ENTRIES PROVIDED:
□ □ □

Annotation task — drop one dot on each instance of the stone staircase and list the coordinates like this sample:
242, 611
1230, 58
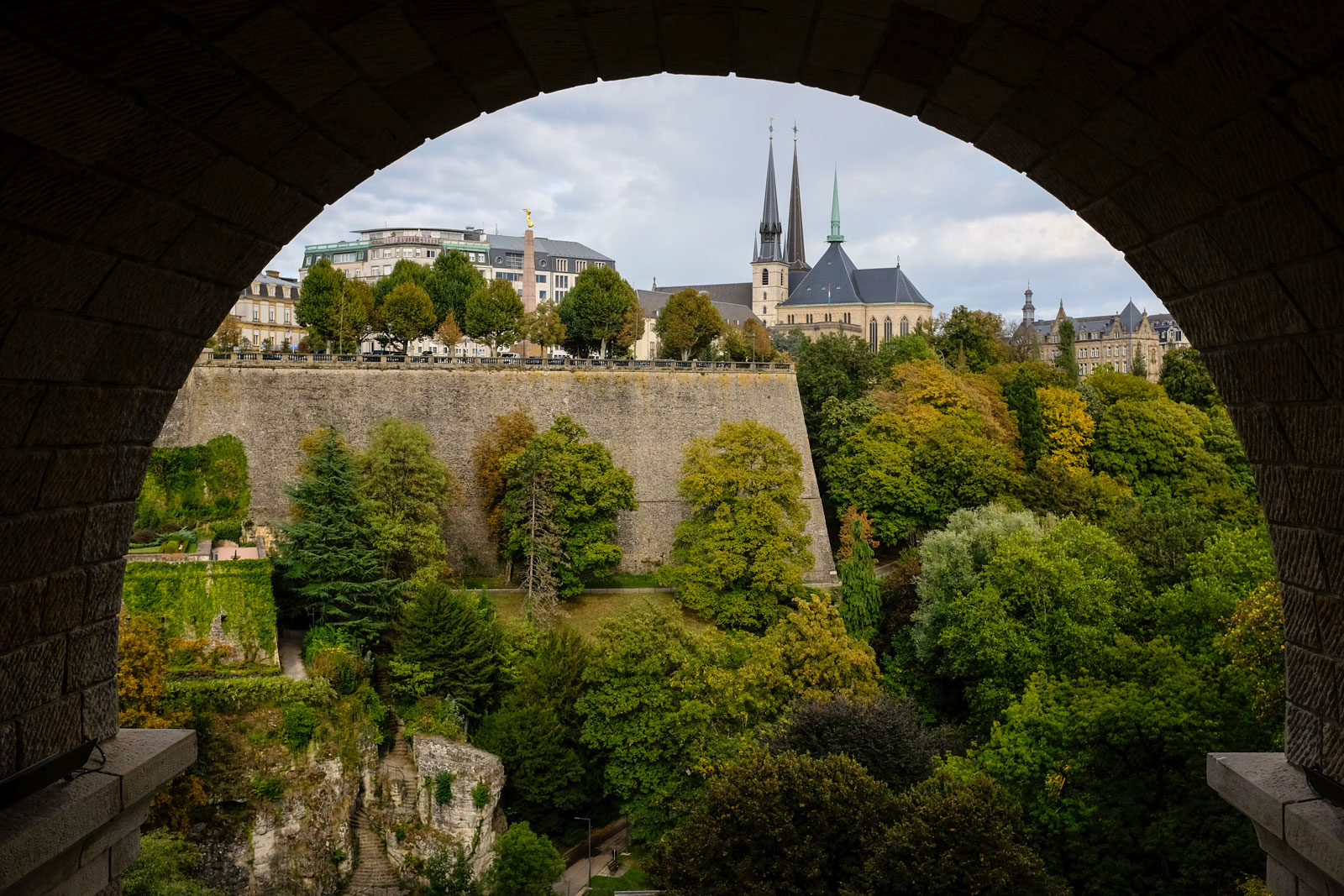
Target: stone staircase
374, 875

□ □ □

EXERCISE REQUIREMENTS:
Each line above should be written out again exactly, without any image.

TASK SOLUTION:
Annotation task — drop one dot on each instance of the stone staircase and list the coordinates like this sample:
242, 611
1230, 58
Target: stone staircase
374, 875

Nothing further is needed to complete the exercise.